(WORKING DATA)
● ● ● ●
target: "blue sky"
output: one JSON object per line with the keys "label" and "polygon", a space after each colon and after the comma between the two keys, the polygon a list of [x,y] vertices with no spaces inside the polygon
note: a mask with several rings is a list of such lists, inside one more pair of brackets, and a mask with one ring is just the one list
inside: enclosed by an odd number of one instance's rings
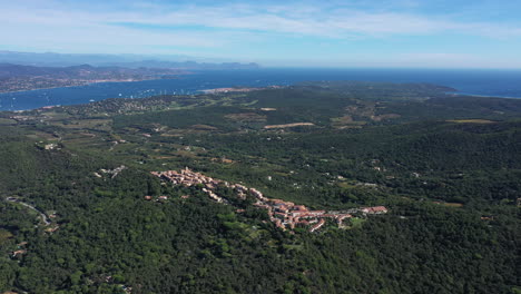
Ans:
{"label": "blue sky", "polygon": [[521,68],[520,0],[0,0],[0,50]]}

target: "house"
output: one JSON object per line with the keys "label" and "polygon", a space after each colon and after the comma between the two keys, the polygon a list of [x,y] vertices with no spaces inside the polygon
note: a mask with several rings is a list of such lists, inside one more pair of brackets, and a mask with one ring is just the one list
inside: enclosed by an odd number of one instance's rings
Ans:
{"label": "house", "polygon": [[387,208],[385,208],[385,206],[365,207],[365,208],[362,208],[362,213],[364,213],[364,214],[386,214]]}

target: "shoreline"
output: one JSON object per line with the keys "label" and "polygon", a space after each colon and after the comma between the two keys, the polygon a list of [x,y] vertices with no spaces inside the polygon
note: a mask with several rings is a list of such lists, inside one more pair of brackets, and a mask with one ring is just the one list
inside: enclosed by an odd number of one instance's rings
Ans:
{"label": "shoreline", "polygon": [[111,82],[139,82],[139,81],[146,81],[146,80],[167,80],[167,79],[178,79],[180,75],[177,75],[171,78],[157,78],[157,79],[139,79],[139,80],[104,80],[104,81],[89,81],[83,85],[73,85],[73,86],[57,86],[57,87],[46,87],[46,88],[38,88],[38,89],[31,89],[31,90],[17,90],[17,91],[0,91],[1,95],[8,95],[8,94],[14,94],[14,92],[31,92],[31,91],[38,91],[38,90],[49,90],[49,89],[60,89],[60,88],[73,88],[73,87],[85,87],[85,86],[90,86],[90,85],[96,85],[96,84],[111,84]]}

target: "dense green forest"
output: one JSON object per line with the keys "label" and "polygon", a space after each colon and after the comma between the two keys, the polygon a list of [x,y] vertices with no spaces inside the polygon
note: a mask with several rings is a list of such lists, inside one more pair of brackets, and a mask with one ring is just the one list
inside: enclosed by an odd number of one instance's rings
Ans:
{"label": "dense green forest", "polygon": [[[521,100],[446,91],[322,81],[0,112],[0,292],[521,293]],[[282,231],[226,187],[228,205],[150,174],[184,167],[389,213]]]}

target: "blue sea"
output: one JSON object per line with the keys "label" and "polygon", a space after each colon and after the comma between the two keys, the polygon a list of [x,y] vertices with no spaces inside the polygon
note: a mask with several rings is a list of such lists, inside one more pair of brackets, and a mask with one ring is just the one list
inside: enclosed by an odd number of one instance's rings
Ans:
{"label": "blue sea", "polygon": [[0,110],[26,110],[52,105],[78,105],[107,98],[144,98],[155,95],[197,94],[199,90],[308,80],[430,82],[476,96],[521,98],[521,70],[445,69],[283,69],[204,71],[176,79],[105,82],[81,87],[0,94]]}

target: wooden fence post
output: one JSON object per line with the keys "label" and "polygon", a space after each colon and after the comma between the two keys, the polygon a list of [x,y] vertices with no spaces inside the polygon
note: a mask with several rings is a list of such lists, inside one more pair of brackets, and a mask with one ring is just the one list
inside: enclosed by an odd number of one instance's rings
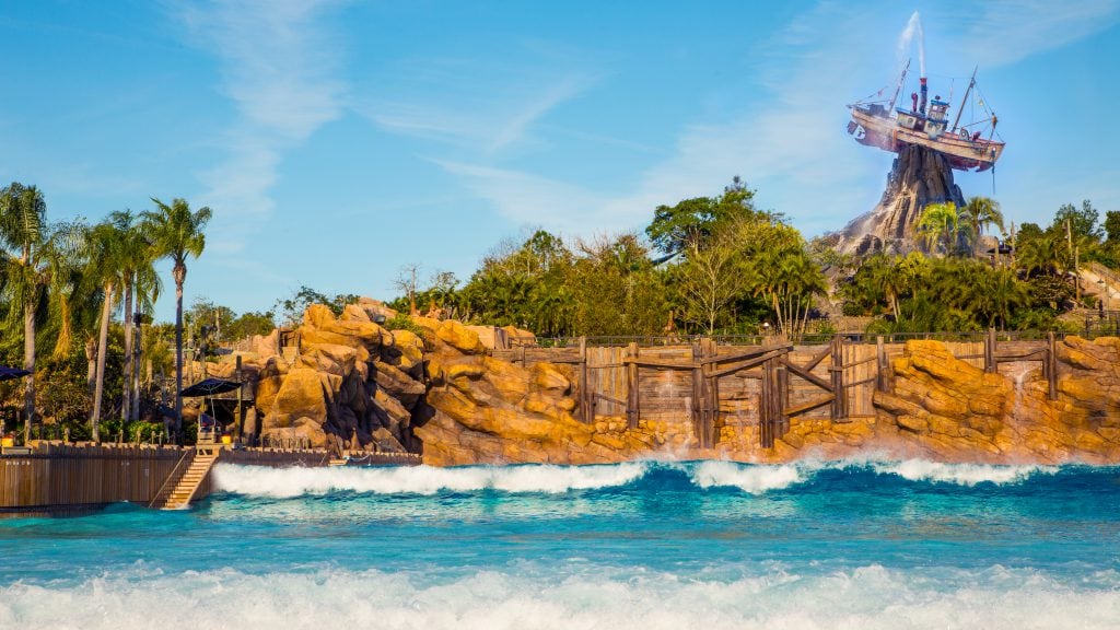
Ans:
{"label": "wooden fence post", "polygon": [[999,371],[996,364],[996,328],[988,328],[983,337],[983,371],[991,374]]}
{"label": "wooden fence post", "polygon": [[[776,363],[776,361],[775,361]],[[771,441],[771,446],[774,445],[773,439],[777,439],[790,430],[790,416],[785,414],[785,410],[790,407],[790,370],[785,369],[785,365],[776,363],[775,370],[777,371],[777,379],[775,379],[777,391],[774,397],[774,436]]]}
{"label": "wooden fence post", "polygon": [[[706,340],[708,348],[704,355],[709,358],[715,358],[719,354],[719,349],[716,346],[716,342],[711,339]],[[711,374],[716,371],[716,363],[708,363],[706,371]],[[716,443],[719,442],[719,377],[708,376],[706,379],[708,383],[708,408],[711,410],[711,415],[708,423],[708,447],[713,448]]]}
{"label": "wooden fence post", "polygon": [[774,427],[771,411],[774,393],[774,361],[763,363],[763,379],[758,388],[758,444],[763,448],[774,447]]}
{"label": "wooden fence post", "polygon": [[1057,400],[1057,339],[1054,332],[1046,333],[1046,383],[1048,386],[1048,398]]}
{"label": "wooden fence post", "polygon": [[587,337],[579,337],[579,419],[586,424],[595,423],[594,393],[587,369]]}
{"label": "wooden fence post", "polygon": [[842,420],[848,417],[848,390],[843,383],[843,337],[837,335],[832,337],[832,420]]}
{"label": "wooden fence post", "polygon": [[626,362],[626,426],[632,429],[637,428],[637,421],[642,416],[637,352],[637,342],[632,342],[626,351],[626,355],[629,358],[629,361]]}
● ● ● ●
(TASK BRIEF)
Write out all the records again, exactly, minus any pictures.

(IN RESPONSE)
target: "blue sky"
output: one JSON object per line with the keys "label" and "polygon", a space after each colon and after the comma between the two keys, the polygon a list of [x,y] vertices with no spaces inside the polygon
note: a mask with several rings is a list of such lists, inside one more pair of brackets, and a mask with one ring is just the one list
inside: enclosed by an odd number of one instance's rings
Ans:
{"label": "blue sky", "polygon": [[521,68],[520,0],[0,0],[0,50]]}

target: "house"
output: one JSON object per line with the keys "label" and "polygon", a space after each colon and after the comma between the two keys, the polygon a list of [x,y] vertices with no spaces inside the polygon
note: a mask with several rings is a list of such lists, inside one more pair of brackets, and a mask with one ring is just the one list
inside: enclosed by an odd number of one instance's rings
Ans:
{"label": "house", "polygon": [[387,208],[385,208],[385,206],[365,207],[365,208],[362,208],[362,213],[364,213],[364,214],[386,214]]}

target: "shoreline"
output: one JSON object per line with the keys "label" and "polygon", a space after each colon and after the comma between the two keys, the polygon a list of [x,y] vertices with no spaces inside the polygon
note: a mask with several rings is a list of such lists, inside one more pair of brackets, and a mask with one ring is just the one list
inside: enclosed by an odd number of one instance's rings
Ans:
{"label": "shoreline", "polygon": [[111,82],[139,82],[139,81],[146,81],[146,80],[167,80],[167,79],[178,79],[180,75],[177,75],[171,78],[157,78],[157,79],[139,79],[139,80],[104,80],[104,81],[89,81],[83,85],[73,85],[73,86],[57,86],[57,87],[46,87],[46,88],[38,88],[38,89],[31,89],[31,90],[17,90],[17,91],[0,91],[1,95],[8,95],[8,94],[14,94],[14,92],[31,92],[31,91],[38,91],[38,90],[49,90],[49,89],[60,89],[60,88],[73,88],[73,87],[85,87],[85,86],[90,86],[90,85],[96,85],[96,84],[111,84]]}

target: "dense green forest"
output: one JSON object per line with the keys "label" and "polygon", a space after each colon and after the comma between the two keys, the polygon a list of [x,y] vertices with no spaces inside the polygon
note: a mask with several rings is a list of such lists, inside one more pair of brackets, and a mask with one ring is just the one list
inside: enclosed by an odd number of one instance's rings
Ans:
{"label": "dense green forest", "polygon": [[[521,100],[446,91],[322,81],[0,112],[0,292],[521,293]],[[282,231],[226,187],[228,205],[150,174],[184,167],[389,213]]]}

target: "blue sea"
output: one JSON object per line with the keys "label" and "polygon", a space after each colon and after the comma between the two keys, the polygon a list of [x,y] vertices with no spaces inside the polygon
note: a mask with several rings is a list of such lists, inside one more pair of brackets, and a mask with one ring is just the one list
inside: enclosed by an odd number of one instance's rings
Ans:
{"label": "blue sea", "polygon": [[0,110],[26,110],[52,105],[78,105],[107,98],[144,98],[155,95],[197,94],[199,90],[308,80],[430,82],[476,96],[521,98],[521,70],[445,69],[283,69],[204,71],[176,79],[105,82],[81,87],[0,94]]}

target: wooden fence post
output: one JSON object per line with the keys "label" and "polygon", a space after each colon and after the comma between the two keys, the polygon a list of [x,y] vertices with no spaces inside the polygon
note: a mask with several rings is a list of such lists, inside one more pair of brackets, and a mask with one ring is just the one list
inside: enclosed by an odd number of one instance's rings
Ans:
{"label": "wooden fence post", "polygon": [[999,371],[996,364],[996,328],[988,328],[983,337],[983,371],[991,374]]}
{"label": "wooden fence post", "polygon": [[[776,363],[776,361],[775,361]],[[771,441],[771,446],[774,445],[773,439],[777,439],[790,430],[790,416],[785,414],[785,410],[790,407],[790,370],[785,369],[785,365],[776,363],[775,370],[777,371],[777,379],[775,379],[777,391],[774,397],[774,436]]]}
{"label": "wooden fence post", "polygon": [[[706,340],[708,348],[704,355],[709,358],[715,358],[719,354],[719,349],[716,346],[716,342],[711,339]],[[711,374],[716,371],[716,363],[708,363],[706,371]],[[716,443],[719,442],[719,377],[708,376],[706,379],[708,383],[708,408],[711,410],[711,415],[708,423],[708,447],[713,448]]]}
{"label": "wooden fence post", "polygon": [[774,427],[771,411],[774,393],[774,361],[763,363],[763,379],[758,388],[758,444],[763,448],[774,447]]}
{"label": "wooden fence post", "polygon": [[1057,400],[1057,339],[1054,332],[1046,333],[1046,383],[1048,386],[1048,398]]}
{"label": "wooden fence post", "polygon": [[587,337],[579,337],[579,419],[586,424],[595,423],[594,393],[587,369]]}
{"label": "wooden fence post", "polygon": [[842,420],[848,417],[848,390],[843,383],[843,337],[837,335],[832,337],[832,420]]}
{"label": "wooden fence post", "polygon": [[626,362],[626,426],[632,429],[637,428],[637,421],[642,416],[637,352],[637,342],[632,342],[626,351],[626,355],[629,358],[629,361]]}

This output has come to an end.